— Begin SUPPLIED MATERIAL —

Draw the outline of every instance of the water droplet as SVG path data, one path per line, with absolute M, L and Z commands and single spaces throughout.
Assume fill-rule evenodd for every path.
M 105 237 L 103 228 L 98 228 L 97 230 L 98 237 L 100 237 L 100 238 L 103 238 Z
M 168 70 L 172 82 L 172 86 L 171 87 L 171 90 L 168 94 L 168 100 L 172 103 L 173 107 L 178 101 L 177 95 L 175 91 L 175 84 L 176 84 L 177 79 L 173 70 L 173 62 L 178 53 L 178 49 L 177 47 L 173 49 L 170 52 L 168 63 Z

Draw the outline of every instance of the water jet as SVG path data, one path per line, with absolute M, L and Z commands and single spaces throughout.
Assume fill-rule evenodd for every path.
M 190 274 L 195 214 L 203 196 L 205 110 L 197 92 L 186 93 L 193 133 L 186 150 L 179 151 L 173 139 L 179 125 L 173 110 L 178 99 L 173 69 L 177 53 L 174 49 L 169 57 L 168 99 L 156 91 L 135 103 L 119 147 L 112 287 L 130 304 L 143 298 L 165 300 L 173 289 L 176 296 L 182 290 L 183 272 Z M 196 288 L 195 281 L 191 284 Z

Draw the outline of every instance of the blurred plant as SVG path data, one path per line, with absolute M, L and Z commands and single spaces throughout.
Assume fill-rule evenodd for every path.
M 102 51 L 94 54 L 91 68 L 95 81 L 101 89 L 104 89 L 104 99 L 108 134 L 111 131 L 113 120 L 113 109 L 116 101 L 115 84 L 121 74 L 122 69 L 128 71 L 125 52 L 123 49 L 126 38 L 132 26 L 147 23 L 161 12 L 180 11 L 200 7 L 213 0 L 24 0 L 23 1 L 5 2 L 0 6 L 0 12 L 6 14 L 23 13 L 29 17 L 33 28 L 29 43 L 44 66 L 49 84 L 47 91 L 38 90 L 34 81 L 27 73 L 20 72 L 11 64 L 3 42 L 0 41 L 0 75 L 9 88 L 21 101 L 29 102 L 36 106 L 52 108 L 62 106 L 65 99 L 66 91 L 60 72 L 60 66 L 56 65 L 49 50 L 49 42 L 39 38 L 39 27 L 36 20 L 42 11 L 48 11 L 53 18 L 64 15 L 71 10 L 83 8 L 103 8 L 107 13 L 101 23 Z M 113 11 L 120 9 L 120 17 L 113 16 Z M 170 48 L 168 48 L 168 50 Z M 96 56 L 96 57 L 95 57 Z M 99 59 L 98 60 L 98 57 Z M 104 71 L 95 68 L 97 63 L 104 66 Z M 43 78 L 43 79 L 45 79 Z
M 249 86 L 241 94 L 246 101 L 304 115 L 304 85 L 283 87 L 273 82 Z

— End SUPPLIED MATERIAL —

**WHAT IS NEEDED:** Please copy every line of the material above verbatim, in the same order, without changing any characters or spacing.

**TASK ANSWER:**
Draw the outline of every instance of the water droplet as SVG path data, one path per line, with absolute M, L and Z commands and single spaces throughout.
Assume fill-rule evenodd for every path.
M 105 237 L 103 228 L 98 228 L 97 230 L 98 237 L 100 237 L 100 238 L 103 238 Z
M 168 70 L 172 82 L 172 86 L 171 87 L 171 90 L 168 94 L 168 100 L 172 103 L 173 107 L 178 101 L 177 95 L 175 91 L 175 84 L 176 84 L 177 79 L 173 70 L 173 62 L 178 53 L 178 49 L 177 47 L 173 49 L 170 52 L 168 63 Z

Draw the outline of every instance of the water jet as SVG path data, one path per line, with absolute M, L and Z commands and single spaces throughout.
Assume fill-rule evenodd for every path.
M 190 274 L 195 214 L 203 196 L 205 110 L 197 92 L 186 93 L 193 133 L 186 150 L 179 151 L 173 139 L 179 125 L 173 110 L 178 99 L 173 69 L 177 53 L 174 49 L 169 57 L 168 99 L 156 91 L 135 103 L 119 147 L 112 287 L 130 304 L 143 298 L 165 300 L 173 289 L 176 296 L 182 290 L 183 272 Z M 196 288 L 195 281 L 191 284 Z

Draw the outline of every instance of the blurred plant as SVG path data, one path per line, with absolute M, L and Z commands and single spaces throughout.
Assume fill-rule evenodd for every path.
M 102 51 L 94 54 L 91 68 L 95 81 L 101 89 L 104 89 L 104 99 L 108 134 L 111 131 L 113 120 L 113 109 L 116 101 L 115 84 L 121 74 L 122 69 L 128 71 L 125 52 L 123 49 L 126 38 L 132 26 L 147 23 L 161 12 L 180 11 L 200 7 L 213 0 L 24 0 L 23 1 L 5 2 L 0 6 L 0 12 L 6 14 L 23 13 L 29 17 L 33 28 L 29 43 L 44 66 L 49 84 L 47 91 L 38 90 L 34 81 L 27 73 L 20 72 L 11 64 L 3 42 L 0 41 L 0 75 L 9 88 L 21 101 L 29 102 L 36 106 L 52 108 L 62 106 L 65 99 L 66 91 L 60 72 L 60 66 L 56 65 L 49 50 L 49 42 L 39 38 L 39 27 L 36 20 L 42 11 L 48 11 L 53 18 L 64 15 L 71 10 L 83 8 L 103 8 L 107 13 L 101 23 Z M 113 11 L 120 9 L 120 17 L 113 16 Z M 170 48 L 168 48 L 168 50 Z M 96 56 L 96 57 L 95 57 Z M 99 59 L 98 60 L 98 57 Z M 104 71 L 95 68 L 97 63 L 104 66 Z M 43 78 L 43 79 L 45 79 Z
M 249 86 L 241 94 L 246 101 L 304 115 L 304 85 L 283 87 L 273 82 Z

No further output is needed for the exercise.